**PETIKAN DOKUMEN**:
###
Orangtua Memegang Kendali: 10 Aturan Mengasuh Anak di Era Digital
Hanya butuh satu alasan sederhana bagi orangtua untuk memberikan smartphone pada anaknya, namun butuh banyak penjelasan yang tidak sederhana apabila anak menghadapi masalah akibat smartphone yang dimiliki.
Mula-mula orangtua memberi anak smartphone untuk memudahkan berkomunikasi dengan orangtua, namun anak menghadapi masalah akibat berkomunikasi dengan orang tidak dikenal melalui smartphone-nya. Mula-mula orangtua memberi smartphone anaknya sebagai hadiah prestasi belajar, namun kemudian anak menurun prestasinya karena smartphone yang dimiliki mengganggunya dalam belajar. Mula-mula orangtua memberi smartphone sebagai cara agar anak tidak rewel, namun anak makin rewel karena tidak mau dilepas dari smartphone.
Ada orangtua yang memberi tablet untuk anaknya yang berusia 2 tahun, yang sedang disapih, karena membantu mengalihkan dari mencari ASI, namun setelah tergantung dengan tablet anak justru tantrum tidak terkendali akibat tidak bisa disapih dari tablet.
Saat memberi smartphone untuk anaknya, orangtua kerap berpikir naif dengan berpandangan bahwa apa yang terjadi pada anak saat diberikan smartphone mestinya sesuai dengan alasan awal orangtua memberikan smartphone. Niat orangtua memberi smartphone untuk membantu berkomunikasi, mestinya hanya itu saja yang akan terjadi, komunikasi dengan anak menjadi mudah. Padahal, dibalik niat baik orangtua, ada banyak bahaya yang ditimbulkan akibat anak memiliki smartphone yang sayangnya tidak dipikirkan oleh orangtua saat pertama kali memberikan smartphone untuk anaknya.
###
[Baris-baris dari sebuah dataset]
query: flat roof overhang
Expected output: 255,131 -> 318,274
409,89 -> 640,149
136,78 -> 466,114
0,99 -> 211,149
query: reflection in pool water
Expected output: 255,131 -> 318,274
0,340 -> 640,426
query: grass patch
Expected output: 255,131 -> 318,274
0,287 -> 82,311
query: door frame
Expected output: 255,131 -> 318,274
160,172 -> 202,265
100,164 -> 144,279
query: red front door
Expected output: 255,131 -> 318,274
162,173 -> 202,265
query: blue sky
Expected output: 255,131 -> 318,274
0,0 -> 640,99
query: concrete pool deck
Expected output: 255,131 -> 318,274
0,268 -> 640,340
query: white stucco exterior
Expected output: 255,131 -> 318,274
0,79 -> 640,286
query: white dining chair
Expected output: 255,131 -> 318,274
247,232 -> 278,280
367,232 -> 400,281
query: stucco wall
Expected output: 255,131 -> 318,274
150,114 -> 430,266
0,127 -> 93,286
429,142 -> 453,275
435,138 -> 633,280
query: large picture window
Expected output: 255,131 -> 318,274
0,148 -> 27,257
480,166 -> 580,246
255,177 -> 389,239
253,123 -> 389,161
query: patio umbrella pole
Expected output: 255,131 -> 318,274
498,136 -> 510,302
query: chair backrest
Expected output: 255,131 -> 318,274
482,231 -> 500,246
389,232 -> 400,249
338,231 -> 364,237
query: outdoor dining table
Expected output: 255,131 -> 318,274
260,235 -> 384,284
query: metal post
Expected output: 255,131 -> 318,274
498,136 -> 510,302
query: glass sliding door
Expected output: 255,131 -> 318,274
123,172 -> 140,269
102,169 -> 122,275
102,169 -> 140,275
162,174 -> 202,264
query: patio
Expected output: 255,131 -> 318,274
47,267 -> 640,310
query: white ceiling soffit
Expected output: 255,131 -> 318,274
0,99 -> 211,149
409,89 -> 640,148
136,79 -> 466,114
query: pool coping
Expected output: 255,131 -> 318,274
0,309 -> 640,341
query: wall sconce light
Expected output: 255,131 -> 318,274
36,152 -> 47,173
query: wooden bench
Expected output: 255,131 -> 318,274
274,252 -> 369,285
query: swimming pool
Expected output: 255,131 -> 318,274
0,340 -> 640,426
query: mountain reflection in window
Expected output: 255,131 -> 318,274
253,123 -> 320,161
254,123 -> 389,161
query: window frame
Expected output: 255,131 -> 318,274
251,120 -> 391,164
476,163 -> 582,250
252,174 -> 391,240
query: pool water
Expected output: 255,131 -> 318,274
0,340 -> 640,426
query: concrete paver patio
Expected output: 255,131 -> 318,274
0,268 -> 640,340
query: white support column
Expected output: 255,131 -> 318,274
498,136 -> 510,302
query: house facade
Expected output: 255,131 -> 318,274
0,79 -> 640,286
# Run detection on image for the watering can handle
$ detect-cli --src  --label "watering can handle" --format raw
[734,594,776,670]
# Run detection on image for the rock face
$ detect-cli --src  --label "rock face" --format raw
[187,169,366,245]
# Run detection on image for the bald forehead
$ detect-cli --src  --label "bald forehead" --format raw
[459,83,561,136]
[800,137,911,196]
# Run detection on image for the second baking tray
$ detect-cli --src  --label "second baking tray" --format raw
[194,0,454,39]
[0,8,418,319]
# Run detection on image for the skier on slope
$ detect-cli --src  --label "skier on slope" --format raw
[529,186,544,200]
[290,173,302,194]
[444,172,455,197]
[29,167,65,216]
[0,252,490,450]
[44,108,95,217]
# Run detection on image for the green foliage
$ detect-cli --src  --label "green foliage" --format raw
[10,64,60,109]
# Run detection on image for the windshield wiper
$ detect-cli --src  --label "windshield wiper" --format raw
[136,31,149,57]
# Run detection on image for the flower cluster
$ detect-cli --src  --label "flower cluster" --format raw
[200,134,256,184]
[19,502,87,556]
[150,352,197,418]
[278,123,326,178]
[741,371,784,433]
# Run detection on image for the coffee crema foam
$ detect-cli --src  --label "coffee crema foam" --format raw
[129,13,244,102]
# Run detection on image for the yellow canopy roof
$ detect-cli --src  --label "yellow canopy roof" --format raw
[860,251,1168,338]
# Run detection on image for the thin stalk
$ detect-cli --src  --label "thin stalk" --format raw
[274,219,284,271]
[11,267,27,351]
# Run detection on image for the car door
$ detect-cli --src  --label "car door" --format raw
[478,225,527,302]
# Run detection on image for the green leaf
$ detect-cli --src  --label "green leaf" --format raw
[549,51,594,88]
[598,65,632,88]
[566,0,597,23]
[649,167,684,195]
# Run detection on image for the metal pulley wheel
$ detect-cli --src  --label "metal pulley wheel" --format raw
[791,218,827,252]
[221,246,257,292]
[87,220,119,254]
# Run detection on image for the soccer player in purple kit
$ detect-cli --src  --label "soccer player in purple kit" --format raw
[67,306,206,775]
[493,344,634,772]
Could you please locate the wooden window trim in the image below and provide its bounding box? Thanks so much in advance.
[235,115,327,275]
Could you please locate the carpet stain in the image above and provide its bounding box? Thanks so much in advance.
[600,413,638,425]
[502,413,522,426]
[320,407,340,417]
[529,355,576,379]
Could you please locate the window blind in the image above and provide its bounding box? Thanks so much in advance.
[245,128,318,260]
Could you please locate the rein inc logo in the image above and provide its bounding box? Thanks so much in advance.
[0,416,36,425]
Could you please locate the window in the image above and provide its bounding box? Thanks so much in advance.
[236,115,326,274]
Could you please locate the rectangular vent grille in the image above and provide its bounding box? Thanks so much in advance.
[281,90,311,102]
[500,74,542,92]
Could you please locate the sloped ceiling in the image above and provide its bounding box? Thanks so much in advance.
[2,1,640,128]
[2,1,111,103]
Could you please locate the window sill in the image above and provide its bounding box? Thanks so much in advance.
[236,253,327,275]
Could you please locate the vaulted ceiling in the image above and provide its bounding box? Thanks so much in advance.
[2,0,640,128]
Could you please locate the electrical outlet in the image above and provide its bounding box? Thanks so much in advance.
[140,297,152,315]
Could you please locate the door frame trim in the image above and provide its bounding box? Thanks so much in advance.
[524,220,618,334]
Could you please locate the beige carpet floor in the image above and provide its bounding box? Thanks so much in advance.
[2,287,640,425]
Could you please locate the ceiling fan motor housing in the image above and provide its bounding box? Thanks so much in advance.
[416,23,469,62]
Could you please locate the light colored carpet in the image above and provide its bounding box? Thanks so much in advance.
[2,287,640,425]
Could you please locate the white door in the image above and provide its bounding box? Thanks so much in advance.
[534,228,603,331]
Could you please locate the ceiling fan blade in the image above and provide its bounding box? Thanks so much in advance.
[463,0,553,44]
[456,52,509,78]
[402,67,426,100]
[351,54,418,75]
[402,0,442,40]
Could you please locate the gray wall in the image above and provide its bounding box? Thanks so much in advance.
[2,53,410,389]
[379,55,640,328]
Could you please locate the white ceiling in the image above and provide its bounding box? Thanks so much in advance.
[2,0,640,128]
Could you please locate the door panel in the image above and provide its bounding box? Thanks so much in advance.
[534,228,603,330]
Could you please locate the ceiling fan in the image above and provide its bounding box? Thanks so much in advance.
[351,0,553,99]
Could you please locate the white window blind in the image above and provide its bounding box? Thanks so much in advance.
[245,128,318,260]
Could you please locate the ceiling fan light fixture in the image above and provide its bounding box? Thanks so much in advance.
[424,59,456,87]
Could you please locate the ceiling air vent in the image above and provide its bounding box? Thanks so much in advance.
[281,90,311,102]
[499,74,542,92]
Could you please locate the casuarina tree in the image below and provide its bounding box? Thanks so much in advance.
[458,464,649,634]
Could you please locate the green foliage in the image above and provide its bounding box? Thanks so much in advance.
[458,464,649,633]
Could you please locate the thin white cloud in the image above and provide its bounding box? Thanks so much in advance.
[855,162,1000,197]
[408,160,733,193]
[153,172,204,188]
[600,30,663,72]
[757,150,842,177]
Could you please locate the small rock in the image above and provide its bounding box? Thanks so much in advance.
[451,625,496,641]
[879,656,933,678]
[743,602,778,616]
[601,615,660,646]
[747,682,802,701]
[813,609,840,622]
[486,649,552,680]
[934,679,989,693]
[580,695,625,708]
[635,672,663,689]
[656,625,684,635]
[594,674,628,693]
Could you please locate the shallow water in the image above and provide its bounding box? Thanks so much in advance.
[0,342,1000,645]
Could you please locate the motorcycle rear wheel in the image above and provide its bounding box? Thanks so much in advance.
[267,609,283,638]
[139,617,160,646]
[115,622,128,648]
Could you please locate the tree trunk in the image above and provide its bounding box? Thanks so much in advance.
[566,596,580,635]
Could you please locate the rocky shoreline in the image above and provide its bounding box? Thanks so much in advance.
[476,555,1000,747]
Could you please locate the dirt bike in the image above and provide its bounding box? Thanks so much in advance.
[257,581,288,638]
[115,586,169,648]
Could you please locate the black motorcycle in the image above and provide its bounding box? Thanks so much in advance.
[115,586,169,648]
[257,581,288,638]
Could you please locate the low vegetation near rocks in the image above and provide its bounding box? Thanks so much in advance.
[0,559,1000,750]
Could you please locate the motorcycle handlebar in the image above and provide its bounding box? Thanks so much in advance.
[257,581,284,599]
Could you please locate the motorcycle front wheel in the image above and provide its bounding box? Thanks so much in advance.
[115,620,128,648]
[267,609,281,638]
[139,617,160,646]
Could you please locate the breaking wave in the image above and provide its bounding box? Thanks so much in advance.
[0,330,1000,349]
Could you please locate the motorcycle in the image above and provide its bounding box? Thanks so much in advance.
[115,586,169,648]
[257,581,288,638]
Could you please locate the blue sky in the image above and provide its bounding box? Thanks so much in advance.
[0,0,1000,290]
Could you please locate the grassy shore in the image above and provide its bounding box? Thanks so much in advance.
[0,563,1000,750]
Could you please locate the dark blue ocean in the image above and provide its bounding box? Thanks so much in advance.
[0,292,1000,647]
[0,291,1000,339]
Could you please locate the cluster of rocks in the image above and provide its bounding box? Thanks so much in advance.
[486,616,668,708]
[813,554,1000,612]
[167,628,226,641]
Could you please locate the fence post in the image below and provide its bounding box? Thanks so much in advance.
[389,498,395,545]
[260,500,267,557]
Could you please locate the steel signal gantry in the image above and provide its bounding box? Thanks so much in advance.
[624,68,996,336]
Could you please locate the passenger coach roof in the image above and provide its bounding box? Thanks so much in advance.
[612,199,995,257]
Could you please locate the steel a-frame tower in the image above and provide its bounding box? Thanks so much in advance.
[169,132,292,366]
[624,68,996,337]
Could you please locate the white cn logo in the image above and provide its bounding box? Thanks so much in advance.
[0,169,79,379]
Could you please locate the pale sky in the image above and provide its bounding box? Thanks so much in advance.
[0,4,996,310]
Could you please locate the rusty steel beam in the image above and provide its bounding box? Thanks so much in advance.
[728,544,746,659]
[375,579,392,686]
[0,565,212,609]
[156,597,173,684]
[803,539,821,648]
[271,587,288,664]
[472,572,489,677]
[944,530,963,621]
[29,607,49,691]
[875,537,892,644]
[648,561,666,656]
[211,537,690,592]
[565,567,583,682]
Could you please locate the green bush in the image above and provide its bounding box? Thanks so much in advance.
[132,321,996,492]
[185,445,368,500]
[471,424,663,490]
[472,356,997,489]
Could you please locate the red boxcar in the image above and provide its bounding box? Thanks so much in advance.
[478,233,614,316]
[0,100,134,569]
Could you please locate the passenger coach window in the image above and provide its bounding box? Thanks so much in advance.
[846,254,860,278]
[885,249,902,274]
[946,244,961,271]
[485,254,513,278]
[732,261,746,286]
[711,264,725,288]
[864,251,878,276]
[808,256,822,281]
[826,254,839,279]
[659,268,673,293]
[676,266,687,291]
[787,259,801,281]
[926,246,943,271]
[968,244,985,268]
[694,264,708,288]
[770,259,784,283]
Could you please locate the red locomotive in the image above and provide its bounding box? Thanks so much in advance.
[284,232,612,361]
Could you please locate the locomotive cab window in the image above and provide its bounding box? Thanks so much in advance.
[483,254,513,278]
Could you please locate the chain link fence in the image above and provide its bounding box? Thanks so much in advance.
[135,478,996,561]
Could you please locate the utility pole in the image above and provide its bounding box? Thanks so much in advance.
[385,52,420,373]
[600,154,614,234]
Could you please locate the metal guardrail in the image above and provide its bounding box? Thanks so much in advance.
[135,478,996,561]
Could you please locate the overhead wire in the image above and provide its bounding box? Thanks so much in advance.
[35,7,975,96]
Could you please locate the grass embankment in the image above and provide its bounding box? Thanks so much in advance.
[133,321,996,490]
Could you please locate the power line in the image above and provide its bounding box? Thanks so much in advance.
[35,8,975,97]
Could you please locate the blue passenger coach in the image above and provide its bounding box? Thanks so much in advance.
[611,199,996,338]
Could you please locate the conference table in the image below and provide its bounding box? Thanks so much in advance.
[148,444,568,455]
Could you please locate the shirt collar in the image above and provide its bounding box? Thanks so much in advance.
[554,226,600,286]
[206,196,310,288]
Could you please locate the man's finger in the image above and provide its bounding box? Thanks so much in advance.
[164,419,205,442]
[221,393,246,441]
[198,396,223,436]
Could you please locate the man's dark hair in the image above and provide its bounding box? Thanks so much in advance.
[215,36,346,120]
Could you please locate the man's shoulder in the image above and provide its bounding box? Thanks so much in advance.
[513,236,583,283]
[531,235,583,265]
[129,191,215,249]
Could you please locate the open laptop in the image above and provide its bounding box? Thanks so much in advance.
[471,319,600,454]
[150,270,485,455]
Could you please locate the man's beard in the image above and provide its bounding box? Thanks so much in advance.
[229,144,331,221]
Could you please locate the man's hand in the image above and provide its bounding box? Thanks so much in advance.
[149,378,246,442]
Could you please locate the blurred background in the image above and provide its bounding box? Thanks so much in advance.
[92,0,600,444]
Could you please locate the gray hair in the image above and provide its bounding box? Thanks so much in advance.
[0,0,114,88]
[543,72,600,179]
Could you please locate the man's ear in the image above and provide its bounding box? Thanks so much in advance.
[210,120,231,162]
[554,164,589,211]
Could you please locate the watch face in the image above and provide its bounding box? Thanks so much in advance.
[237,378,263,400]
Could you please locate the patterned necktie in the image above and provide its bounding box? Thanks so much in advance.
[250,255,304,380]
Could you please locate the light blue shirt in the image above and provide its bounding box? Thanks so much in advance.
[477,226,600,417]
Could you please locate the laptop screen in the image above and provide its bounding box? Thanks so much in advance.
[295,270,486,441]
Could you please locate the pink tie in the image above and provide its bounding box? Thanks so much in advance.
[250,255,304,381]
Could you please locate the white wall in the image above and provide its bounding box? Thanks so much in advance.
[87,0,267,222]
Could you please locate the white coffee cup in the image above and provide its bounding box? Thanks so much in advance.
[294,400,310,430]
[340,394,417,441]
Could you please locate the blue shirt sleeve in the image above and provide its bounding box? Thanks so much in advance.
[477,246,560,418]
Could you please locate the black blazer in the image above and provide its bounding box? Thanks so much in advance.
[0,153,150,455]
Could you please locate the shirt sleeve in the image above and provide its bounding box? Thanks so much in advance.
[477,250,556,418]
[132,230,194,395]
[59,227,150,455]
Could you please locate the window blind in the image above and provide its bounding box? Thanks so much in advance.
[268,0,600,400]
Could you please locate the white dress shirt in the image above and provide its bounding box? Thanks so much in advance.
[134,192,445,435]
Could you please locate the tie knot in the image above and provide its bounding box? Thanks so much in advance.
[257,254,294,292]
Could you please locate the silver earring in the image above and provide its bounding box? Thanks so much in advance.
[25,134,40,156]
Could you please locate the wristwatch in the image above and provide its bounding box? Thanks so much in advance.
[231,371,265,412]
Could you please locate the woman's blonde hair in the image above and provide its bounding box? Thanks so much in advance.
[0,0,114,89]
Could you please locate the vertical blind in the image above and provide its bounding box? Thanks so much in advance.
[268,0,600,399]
###
**YANG PERLU DIKERJAKAN**:
Dalam petikan dokumen tentang aturan mengasuh anak di era digital, berapa usia anak yang diberi tablet saat sedang disapih? Daftar tersebut merupakan bahan tersendiri yang terpisah dari petikan dokumen.

**HASIL DI BAWAH**:
Anak itu berusia 2 tahun.